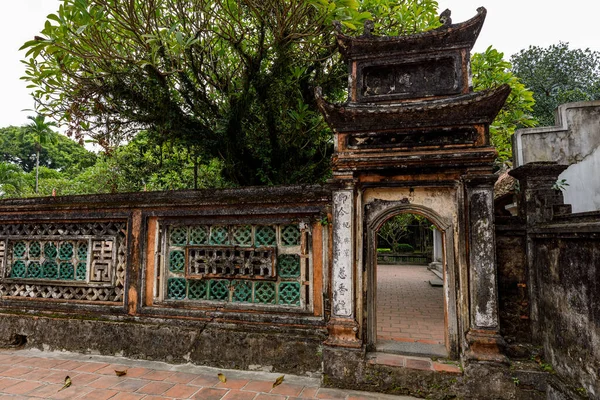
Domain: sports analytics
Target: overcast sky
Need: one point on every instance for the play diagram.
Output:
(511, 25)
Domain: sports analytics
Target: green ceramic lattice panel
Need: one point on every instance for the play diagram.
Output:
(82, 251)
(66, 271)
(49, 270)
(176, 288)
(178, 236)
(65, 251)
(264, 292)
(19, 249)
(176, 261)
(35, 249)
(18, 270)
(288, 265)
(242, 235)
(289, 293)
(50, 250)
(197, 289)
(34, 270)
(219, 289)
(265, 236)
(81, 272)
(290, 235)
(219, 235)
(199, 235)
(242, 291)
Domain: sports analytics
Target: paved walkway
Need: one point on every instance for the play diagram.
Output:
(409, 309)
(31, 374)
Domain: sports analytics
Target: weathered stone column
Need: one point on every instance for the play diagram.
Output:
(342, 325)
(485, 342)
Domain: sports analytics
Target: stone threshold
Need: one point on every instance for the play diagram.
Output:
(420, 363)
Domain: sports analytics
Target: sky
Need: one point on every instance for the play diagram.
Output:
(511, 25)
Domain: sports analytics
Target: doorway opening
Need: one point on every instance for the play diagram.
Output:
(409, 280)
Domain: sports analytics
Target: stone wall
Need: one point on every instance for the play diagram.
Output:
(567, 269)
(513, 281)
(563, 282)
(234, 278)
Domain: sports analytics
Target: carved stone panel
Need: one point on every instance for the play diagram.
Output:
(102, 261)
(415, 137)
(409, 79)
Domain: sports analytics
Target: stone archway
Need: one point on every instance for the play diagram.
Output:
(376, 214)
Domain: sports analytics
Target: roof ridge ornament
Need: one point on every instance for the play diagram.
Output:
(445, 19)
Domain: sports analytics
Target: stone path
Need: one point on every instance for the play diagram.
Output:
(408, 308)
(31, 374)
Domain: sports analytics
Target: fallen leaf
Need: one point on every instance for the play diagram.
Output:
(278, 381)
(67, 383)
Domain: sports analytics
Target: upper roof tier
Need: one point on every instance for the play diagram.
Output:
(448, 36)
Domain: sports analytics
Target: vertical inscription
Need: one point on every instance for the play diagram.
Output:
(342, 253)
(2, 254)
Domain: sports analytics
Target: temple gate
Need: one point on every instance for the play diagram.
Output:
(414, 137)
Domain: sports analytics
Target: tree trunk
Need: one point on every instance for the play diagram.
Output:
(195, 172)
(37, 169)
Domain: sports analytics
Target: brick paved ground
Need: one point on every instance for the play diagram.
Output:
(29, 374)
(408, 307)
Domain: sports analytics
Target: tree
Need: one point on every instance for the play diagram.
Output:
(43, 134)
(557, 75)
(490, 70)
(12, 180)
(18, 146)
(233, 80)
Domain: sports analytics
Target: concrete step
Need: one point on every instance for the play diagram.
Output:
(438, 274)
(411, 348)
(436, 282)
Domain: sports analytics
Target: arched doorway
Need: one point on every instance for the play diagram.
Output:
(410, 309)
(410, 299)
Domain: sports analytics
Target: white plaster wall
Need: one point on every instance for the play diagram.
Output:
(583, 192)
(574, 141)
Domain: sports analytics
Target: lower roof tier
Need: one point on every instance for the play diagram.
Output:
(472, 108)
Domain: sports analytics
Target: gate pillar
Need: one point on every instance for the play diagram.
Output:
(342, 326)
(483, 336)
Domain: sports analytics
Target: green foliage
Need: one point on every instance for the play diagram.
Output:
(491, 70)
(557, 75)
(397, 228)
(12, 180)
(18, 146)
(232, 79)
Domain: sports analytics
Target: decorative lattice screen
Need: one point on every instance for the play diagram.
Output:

────────────────────────────────────────

- Directive: Leave the pictures out and write out every entry exactly as given.

- Output of the task:
Domain: sports analytics
Target: overcast sky
Need: one point on every instance for the play diagram.
Output:
(511, 25)
Domain: sports analytics
Target: green ceramic lattice panel
Need: one point on every instance for the play diagram.
Output:
(82, 251)
(66, 271)
(49, 270)
(176, 288)
(178, 236)
(65, 251)
(264, 292)
(19, 249)
(176, 261)
(35, 249)
(18, 270)
(288, 265)
(242, 235)
(289, 293)
(50, 250)
(197, 289)
(34, 270)
(219, 289)
(265, 236)
(81, 272)
(290, 235)
(219, 235)
(199, 235)
(242, 291)
Domain: sports analytics
Target: paved walkway
Need: one point on every instance for the play diagram.
Output:
(409, 309)
(31, 374)
Domain: sports analytics
Target: weathered stone column
Need: one point on every instance for the play diagram.
Output:
(342, 325)
(485, 342)
Domain: sports analytics
Target: stone threshold
Need: one point on every instance for the play diagram.
Output:
(420, 363)
Domain: sports analytics
Target: sky
Need: one point on every instance for the play diagram.
Output:
(511, 25)
Domain: sports analytics
Target: doorway opening
Need: one point on every instance for the play diagram.
Output:
(409, 280)
Domain: sports analytics
Target: stone wall
Need: one point on every instance for the play diagram.
Output:
(567, 269)
(513, 281)
(563, 282)
(234, 278)
Domain: sports analytics
Target: carved stone panel
Need: one point on every instance for the play diagram.
Output:
(102, 261)
(415, 137)
(409, 79)
Domain: sports analytics
Target: stone archway
Need: one point on every instance for the play diagram.
Output:
(376, 214)
Domain: sports analytics
Target: roof ridge ornament
Need: one point on every instance for the play diagram.
Output:
(445, 19)
Domain: sports analytics
Target: stone path
Need: one point on every instance for the play diagram.
Output:
(408, 308)
(31, 374)
Domain: sports analytics
Target: fallen leaf
Need: one point on every instance for the play diagram.
Output:
(278, 381)
(67, 383)
Domain: sports analytics
Target: upper roof tier
Need: one point on every instance for the play diagram.
Output:
(448, 36)
Domain: sports analytics
Target: vertical inscription
Need: one point on every instance for the play diagram.
Output:
(342, 253)
(2, 254)
Domain: sports analytics
Target: temple gate
Need: one point on every instance for the play diagram.
Output:
(414, 137)
Domain: sports analytics
Target: tree trunk
Need: one point on every instance for the play diagram.
Output:
(195, 172)
(37, 169)
Domain: sports analytics
Target: brick paved ground
Need: one point on every instance for the play diagram.
Output:
(29, 374)
(408, 307)
Domain: sports analytics
Target: tree
Need: one point on every instance for the play diagram.
Output:
(43, 134)
(557, 75)
(490, 70)
(12, 180)
(18, 146)
(233, 80)
Domain: sports analytics
Target: concrete step
Need: one point on every instance for the play diagram.
Output:
(438, 274)
(411, 348)
(436, 282)
Domain: sports analytics
Target: arched doorway
Need: one point on every instance for the play diagram.
Output:
(410, 309)
(410, 299)
Domain: sports analytics
Target: white plaster wall
Need: one point on every instance for the play diagram.
Output:
(583, 192)
(574, 141)
Domain: sports analytics
Target: lower roof tier
Need: one point on every instance for the play diagram.
Output:
(472, 108)
Domain: sports analytics
Target: gate pillar
Need: one point on every instance for the play diagram.
Output:
(342, 326)
(483, 336)
Domain: sports analytics
Target: green foliage
Need: one point on every instance for the play diagram.
Output:
(491, 70)
(557, 75)
(397, 228)
(12, 180)
(18, 146)
(232, 79)
Domain: sports analytics
Target: decorative lattice screen
Need: one point on every instance for the play diagram.
Output:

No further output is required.